Data shown:
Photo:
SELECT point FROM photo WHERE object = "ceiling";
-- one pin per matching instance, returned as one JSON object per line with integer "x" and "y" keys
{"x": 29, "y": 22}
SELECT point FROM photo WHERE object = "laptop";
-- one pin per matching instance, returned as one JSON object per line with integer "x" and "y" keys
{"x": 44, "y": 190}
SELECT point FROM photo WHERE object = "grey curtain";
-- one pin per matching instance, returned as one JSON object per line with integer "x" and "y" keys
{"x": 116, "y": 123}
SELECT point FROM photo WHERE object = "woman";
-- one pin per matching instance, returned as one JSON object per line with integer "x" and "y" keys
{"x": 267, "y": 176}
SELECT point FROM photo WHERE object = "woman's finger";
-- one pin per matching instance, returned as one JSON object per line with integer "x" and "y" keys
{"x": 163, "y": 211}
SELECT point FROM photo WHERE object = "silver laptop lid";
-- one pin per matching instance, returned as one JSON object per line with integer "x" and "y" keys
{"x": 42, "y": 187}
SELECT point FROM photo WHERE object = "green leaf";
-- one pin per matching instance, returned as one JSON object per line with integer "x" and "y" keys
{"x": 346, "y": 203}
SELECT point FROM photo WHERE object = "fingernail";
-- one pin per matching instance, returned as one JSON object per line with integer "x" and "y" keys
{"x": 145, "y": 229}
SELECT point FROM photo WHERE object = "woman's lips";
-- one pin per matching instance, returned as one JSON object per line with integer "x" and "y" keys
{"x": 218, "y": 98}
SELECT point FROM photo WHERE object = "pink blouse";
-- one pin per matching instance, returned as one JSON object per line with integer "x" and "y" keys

Do this: From the records above, extract each line exactly as shown.

The output:
Photo:
SELECT point FROM photo WHERE object = "ceiling";
-- one pin per matching instance, returned as one JSON object per line with integer "x" and "y" keys
{"x": 29, "y": 22}
SELECT point FROM photo WHERE object = "laptop";
-- one pin per matching instance, returned as one JSON object per line with integer "x" and "y" keys
{"x": 44, "y": 190}
SELECT point FROM photo WHERE object = "grey curtain";
-- one pin per matching instance, returned as one JSON object per line with integer "x" and "y" keys
{"x": 116, "y": 123}
SELECT point FROM photo WHERE object = "woman";
-- one pin per matching instance, returned as one JSON object per line with integer "x" and "y" keys
{"x": 267, "y": 176}
SELECT point FROM photo WHERE object = "woman's finger";
-- one pin per matching instance, returned as one JSON object per line with integer "x" and "y" keys
{"x": 163, "y": 211}
SELECT point FROM photo WHERE object = "silver laptop lid";
-- one pin per matching instance, returned as one JSON object per line with integer "x" and "y" keys
{"x": 42, "y": 187}
SELECT point FROM photo WHERE object = "green leaf";
-- one pin per matching instance, returned as one JSON object per line with integer "x" and "y" keys
{"x": 346, "y": 203}
SELECT point FROM photo WHERE object = "fingernail";
-- one pin per matching instance, returned as one JSON object per line with integer "x" and "y" keys
{"x": 145, "y": 229}
SELECT point FROM photo WHERE object = "woman's lips";
-- one pin per matching instance, returned as one JSON object per line with integer "x" and "y" keys
{"x": 218, "y": 98}
SELECT point FROM photo WHERE object = "pink blouse";
-- one pin per matching instance, returned as one JSON object per line with integer "x" and "y" keys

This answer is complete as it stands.